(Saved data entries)
--- START ---

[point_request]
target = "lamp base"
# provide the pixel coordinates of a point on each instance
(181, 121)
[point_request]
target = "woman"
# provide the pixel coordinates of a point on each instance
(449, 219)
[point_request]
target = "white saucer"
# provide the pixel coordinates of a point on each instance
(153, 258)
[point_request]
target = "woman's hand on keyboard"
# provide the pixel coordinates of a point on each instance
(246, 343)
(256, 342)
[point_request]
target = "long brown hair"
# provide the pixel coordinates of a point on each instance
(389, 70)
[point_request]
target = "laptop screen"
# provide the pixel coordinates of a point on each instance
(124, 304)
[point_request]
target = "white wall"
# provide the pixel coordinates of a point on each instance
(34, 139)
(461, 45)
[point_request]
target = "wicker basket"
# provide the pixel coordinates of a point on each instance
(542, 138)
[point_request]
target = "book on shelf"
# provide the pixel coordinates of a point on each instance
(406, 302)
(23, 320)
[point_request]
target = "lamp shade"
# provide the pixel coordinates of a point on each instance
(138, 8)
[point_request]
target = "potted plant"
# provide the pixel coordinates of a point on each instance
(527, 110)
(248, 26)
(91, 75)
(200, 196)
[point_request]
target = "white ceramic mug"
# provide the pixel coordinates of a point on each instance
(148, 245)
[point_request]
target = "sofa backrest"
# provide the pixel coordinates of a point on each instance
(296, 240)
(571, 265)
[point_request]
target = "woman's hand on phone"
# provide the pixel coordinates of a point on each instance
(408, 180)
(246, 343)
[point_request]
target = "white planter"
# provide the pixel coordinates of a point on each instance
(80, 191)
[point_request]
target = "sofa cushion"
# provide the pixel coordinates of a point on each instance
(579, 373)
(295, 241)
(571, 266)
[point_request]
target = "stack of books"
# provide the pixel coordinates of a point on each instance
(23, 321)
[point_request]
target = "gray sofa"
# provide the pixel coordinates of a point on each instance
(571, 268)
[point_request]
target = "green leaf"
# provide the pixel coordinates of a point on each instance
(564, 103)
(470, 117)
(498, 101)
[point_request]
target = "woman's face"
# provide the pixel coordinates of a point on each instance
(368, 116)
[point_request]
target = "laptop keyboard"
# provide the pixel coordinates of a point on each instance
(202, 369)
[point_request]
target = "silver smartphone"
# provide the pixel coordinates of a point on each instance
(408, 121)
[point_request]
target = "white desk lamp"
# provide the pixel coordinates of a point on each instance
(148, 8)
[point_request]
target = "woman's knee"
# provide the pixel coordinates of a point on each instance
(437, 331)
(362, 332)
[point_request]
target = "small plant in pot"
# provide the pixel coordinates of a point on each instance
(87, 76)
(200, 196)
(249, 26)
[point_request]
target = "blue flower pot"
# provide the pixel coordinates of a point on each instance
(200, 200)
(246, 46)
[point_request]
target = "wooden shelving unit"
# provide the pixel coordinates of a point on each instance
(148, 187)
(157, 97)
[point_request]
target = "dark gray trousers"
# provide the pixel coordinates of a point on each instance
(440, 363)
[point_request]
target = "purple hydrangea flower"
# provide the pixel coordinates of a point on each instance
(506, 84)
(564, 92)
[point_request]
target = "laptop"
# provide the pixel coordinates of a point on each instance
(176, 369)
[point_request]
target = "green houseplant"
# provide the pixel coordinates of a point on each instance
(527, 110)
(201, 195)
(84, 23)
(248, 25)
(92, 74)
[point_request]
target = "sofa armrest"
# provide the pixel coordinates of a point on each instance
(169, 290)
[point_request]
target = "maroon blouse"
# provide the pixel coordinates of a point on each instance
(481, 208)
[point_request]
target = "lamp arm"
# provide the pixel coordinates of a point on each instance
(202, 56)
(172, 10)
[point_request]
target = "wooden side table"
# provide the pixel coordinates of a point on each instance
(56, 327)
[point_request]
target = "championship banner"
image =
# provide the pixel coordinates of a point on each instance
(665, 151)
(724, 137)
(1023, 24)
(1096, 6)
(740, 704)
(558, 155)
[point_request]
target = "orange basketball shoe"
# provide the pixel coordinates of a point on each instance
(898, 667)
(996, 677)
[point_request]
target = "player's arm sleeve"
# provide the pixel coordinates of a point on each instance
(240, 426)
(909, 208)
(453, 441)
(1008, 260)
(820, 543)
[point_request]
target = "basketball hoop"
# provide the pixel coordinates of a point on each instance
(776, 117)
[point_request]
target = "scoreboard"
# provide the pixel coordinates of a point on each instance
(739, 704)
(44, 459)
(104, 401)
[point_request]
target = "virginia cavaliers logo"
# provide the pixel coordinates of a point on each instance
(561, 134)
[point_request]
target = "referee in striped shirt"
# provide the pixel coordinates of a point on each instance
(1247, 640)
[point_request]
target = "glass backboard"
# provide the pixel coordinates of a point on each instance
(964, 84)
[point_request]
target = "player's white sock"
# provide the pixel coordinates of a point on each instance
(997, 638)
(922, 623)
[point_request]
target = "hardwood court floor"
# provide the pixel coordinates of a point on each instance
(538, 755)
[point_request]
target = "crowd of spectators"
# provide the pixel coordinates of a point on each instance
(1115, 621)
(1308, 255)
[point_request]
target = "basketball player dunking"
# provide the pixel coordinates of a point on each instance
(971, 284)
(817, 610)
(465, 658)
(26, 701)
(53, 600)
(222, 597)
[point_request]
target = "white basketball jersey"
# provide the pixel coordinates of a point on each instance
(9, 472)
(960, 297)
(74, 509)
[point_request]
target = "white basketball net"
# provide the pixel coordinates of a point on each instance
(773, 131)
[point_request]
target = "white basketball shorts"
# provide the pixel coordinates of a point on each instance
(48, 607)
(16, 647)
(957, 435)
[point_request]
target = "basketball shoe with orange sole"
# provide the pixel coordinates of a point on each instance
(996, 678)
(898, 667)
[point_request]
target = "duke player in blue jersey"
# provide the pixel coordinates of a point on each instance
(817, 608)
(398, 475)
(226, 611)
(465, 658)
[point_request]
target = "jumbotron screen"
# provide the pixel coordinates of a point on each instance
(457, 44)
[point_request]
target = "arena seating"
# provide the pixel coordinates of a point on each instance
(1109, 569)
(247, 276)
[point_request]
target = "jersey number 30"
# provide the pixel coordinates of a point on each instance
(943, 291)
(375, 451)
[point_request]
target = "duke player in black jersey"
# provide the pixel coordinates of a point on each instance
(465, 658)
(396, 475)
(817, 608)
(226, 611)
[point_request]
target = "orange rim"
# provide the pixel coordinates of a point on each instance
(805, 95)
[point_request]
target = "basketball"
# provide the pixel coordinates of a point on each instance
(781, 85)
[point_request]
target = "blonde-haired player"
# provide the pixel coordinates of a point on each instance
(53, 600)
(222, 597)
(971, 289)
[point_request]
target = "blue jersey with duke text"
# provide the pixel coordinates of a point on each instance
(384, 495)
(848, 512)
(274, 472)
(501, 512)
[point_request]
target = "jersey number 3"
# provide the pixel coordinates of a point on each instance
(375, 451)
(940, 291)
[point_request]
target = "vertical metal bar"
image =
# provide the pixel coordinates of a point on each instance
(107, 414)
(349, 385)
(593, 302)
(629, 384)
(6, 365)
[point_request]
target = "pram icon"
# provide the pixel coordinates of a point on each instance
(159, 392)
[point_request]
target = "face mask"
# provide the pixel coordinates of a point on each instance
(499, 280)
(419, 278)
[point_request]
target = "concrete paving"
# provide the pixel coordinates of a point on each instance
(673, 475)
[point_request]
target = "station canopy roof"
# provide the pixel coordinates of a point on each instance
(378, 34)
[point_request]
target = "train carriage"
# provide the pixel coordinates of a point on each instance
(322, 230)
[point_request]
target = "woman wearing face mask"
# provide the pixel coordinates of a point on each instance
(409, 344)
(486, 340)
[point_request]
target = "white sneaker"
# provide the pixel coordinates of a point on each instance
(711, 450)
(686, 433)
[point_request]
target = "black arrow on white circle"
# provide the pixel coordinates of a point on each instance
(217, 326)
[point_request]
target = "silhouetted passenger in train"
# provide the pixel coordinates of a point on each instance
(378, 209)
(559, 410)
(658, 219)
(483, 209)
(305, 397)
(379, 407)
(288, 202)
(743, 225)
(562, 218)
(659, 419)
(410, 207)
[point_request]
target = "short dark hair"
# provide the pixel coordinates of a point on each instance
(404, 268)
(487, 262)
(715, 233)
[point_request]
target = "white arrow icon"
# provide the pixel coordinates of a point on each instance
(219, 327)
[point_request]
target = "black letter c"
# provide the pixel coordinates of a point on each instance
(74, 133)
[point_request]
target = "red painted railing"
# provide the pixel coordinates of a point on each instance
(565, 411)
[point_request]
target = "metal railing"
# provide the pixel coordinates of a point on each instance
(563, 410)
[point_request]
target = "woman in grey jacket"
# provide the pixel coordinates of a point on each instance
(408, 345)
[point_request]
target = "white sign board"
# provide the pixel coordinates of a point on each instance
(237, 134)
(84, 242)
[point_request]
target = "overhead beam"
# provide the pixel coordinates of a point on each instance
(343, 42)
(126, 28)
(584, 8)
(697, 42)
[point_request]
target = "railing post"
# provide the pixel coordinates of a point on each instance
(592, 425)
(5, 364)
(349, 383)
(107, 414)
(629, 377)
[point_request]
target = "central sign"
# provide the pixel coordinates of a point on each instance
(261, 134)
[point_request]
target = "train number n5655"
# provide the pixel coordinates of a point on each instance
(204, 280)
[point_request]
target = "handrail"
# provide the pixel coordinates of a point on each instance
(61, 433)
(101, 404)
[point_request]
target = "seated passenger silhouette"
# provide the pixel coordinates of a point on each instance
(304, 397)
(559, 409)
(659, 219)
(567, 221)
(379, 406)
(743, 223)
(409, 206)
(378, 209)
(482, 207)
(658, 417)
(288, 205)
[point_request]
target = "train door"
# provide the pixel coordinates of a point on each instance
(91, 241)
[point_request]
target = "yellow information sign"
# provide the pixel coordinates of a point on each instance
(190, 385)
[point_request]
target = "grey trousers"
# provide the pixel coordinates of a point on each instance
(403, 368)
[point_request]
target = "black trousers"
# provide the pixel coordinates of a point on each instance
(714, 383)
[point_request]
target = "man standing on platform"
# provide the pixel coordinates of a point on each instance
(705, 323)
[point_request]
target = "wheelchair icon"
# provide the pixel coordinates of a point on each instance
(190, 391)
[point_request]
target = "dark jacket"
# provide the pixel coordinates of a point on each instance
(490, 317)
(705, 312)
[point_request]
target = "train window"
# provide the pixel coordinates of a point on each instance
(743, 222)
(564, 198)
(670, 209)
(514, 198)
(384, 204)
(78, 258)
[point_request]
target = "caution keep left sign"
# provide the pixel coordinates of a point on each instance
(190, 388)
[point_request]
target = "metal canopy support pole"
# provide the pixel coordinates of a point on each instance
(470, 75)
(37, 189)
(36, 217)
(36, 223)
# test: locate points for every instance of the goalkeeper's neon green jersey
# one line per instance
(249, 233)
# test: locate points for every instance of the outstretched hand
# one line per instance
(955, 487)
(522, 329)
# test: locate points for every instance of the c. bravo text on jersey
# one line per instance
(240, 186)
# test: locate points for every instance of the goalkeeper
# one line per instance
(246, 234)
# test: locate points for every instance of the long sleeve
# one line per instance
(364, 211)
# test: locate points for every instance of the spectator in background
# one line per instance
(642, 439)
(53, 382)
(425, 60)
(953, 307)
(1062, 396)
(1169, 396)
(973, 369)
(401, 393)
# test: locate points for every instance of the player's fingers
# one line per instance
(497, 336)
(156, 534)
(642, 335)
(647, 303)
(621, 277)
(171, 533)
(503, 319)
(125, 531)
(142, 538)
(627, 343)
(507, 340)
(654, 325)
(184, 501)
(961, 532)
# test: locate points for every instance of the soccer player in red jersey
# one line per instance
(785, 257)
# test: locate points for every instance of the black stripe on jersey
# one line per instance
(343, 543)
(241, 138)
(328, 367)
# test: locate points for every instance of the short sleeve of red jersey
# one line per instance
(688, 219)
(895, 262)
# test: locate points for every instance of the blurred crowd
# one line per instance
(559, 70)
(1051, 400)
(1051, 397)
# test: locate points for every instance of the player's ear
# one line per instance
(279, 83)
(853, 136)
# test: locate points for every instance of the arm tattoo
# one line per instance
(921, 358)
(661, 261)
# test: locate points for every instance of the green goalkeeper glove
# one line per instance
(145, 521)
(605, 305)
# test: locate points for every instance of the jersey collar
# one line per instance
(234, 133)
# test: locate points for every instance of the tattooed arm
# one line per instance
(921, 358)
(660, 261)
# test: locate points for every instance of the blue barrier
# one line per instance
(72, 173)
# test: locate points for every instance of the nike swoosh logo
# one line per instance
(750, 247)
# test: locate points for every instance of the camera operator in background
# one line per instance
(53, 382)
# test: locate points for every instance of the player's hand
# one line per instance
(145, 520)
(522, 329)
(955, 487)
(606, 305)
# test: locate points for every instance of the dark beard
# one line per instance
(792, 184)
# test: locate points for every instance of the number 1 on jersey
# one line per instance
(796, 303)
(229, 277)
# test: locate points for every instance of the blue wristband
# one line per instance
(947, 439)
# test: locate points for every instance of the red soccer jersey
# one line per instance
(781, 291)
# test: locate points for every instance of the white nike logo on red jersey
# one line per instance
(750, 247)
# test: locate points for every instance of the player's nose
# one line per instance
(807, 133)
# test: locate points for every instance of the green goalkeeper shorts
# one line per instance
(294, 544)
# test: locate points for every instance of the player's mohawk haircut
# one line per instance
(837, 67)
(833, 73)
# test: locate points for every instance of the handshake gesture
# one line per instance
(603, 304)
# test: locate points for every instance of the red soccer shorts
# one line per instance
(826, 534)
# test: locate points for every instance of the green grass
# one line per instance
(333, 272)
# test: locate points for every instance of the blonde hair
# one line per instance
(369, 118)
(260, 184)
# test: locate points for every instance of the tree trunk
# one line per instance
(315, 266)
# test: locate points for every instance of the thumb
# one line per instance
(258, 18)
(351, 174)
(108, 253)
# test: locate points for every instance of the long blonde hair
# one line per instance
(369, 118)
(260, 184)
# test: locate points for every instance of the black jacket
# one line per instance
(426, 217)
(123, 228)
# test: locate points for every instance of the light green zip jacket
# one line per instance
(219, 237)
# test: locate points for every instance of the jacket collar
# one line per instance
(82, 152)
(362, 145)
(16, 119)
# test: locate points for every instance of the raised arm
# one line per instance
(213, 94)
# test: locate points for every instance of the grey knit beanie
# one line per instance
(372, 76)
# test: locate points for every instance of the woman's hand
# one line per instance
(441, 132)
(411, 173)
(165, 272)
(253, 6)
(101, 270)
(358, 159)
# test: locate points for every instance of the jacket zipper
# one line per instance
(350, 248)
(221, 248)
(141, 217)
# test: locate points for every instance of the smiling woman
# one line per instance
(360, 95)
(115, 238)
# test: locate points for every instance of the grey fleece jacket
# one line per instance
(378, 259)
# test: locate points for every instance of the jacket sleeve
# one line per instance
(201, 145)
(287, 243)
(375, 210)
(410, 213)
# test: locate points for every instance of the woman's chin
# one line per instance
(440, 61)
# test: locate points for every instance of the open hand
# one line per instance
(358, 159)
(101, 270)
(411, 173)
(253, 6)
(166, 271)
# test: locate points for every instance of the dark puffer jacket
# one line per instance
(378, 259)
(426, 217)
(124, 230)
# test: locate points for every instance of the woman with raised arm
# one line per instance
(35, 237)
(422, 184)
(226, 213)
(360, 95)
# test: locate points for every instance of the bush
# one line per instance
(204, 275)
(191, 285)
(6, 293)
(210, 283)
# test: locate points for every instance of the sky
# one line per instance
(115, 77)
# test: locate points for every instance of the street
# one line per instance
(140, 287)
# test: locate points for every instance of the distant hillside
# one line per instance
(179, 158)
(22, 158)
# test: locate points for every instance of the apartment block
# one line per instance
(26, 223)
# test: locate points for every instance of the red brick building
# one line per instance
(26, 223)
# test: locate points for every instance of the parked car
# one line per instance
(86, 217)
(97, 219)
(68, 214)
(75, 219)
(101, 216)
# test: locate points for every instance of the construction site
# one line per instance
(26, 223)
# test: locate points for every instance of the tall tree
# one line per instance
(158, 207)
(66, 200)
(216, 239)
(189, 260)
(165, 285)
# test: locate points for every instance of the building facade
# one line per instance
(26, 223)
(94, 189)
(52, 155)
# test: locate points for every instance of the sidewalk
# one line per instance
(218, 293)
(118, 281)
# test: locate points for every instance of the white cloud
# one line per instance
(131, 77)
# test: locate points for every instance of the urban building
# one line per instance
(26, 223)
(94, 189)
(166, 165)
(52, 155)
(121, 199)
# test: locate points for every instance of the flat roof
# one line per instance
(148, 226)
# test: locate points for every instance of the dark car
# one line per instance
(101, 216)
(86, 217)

--- END ---

The expected answer is a copy of each line in the records that holds the word "number".

target = "jersey number 30"
target = "jersey number 3"
target = "train number n5655"
# test: locate points for every instance of the number 1 on jersey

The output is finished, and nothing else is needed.